== Excerpt provided ==
(begin)

# Sagging H&R springs on M3



## JPinTO (Dec 20, 2001)

6 months ago, I noticed that my M3 was slightly sagging towards the passenger side. A tape measure confirms that the passenger side is lower by 1/4" to 1/2", with the front being a little lower than the rear. 

It annoys me that the car sags although I doubt anyone else could detect it. With the car in for the bearing service, I complained about the suspension sag.

They tell me that the car has H&R springs installed, so there is nothing then can do except put in OEM springs... which I declined. This was a surprise for me, as I bought the car used.


QUESTION----

What could be causing these springs to sag? Is this a known issue with H&R?


----------



## Technic (Jun 24, 2002)

JPinTO said:


> 6 months ago, I noticed that my M3 was slightly sagging towards the passenger side. A tape measure confirms that the passenger side is lower by 1/4" to 1/2", with the front being a little lower than the rear.
> 
> It annoys me that the car sags although I doubt anyone else could detect it. With the car in for the bearing service, I complained about the suspension sag.
> 
> ...


One thing that you can check yourself is how deep the shocks are into the lower strut support. This "sagging" could not be related to the springs but to the way the struts were installed at the front. The struts are bolted to the top but pressed like a vise at the bottom... there is a possibility that one or both the struts were not all the way down in the lower support at the time of the installation, and after driving the car the struts are slowly getting to the correct depth in the supports.

Check it out... :thumbup:


----------



## doeboy (Sep 20, 2002)

(end)

== Written request ==
Continue the forum thread on sagging H&R springs in an M3 from the point where it stops.

== Collected material ==
(begin)

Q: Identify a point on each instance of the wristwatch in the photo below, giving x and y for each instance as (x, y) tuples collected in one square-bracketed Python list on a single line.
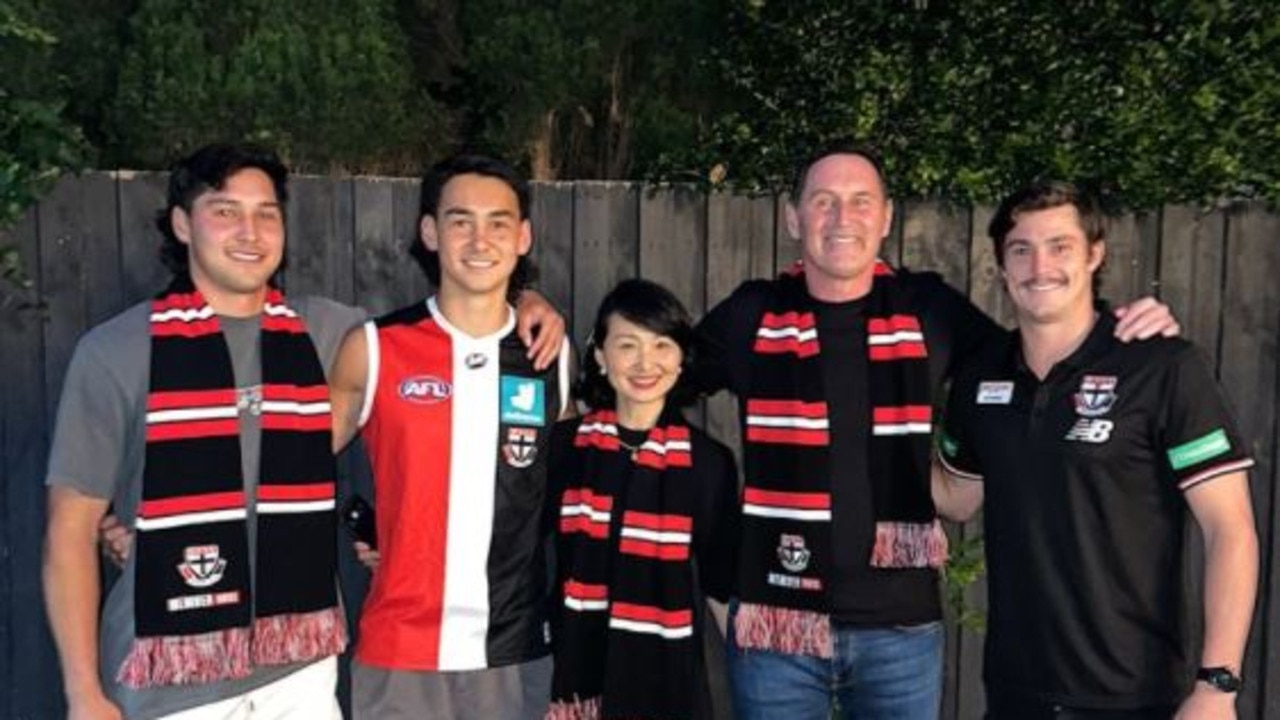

(end)

== Result of this task ==
Is it possible what you're seeing is due to the car and not the springs? I believe they come that way from the factory slightly higher on the driver side. (we've noticed this on several cars already) Before my aftermarket suspension went in, we took measurements beforehand and driver side was higher by about the same amount you mention.

Could be that with aftermarket springs it's slightly more noticable. :dunno:


----------



## TGray5 (Jan 22, 2002)

doeboy said:


> Is it possible what you're seeing is due to the car and not the springs? I believe they come that way from the factory slightly higher on the driver side. (we've noticed this on several cars already) Before my aftermarket suspension went in, we took measurements beforehand and driver side was higher by about the same amount you mention.
> 
> Could be that with aftermarket springs it's slightly more noticable. :dunno:


This is true, the M3 comes from the factory with the driver's side slightly higher than passenger side. With a driver in the car, it should be close to even.


----------



## JPinTO (Dec 20, 2001)

You guys are joking right??? "It's a feature, not a bug"!!! 

1/2" seems like a noticable variation, and my eagle eyes don't see it on other M3's.

I guess I'll have to get someone to measure the height with me in it. I wonder if there is a way to "fix it", as it annoys me?


----------



## doeboy (Sep 20, 2002)

JPinTO said:


> You guys are joking right??? "It's a feature, not a bug"!!!
> 
> 1/2" seems like a noticable variation, and my eagle eyes don't see it on other M3's.
> 
> I guess I'll have to get someone to measure the height with me in it. I wonder if there is a way to "fix it", as it annoys me?


1/2" seems a bit much... I think mine measured out to be 1/4" to 1/8" in difference.


----------



## Pinecone (Apr 3, 2002)

a) If you look at cars on the street, you wil not see it because most cars on the road have a driver in them.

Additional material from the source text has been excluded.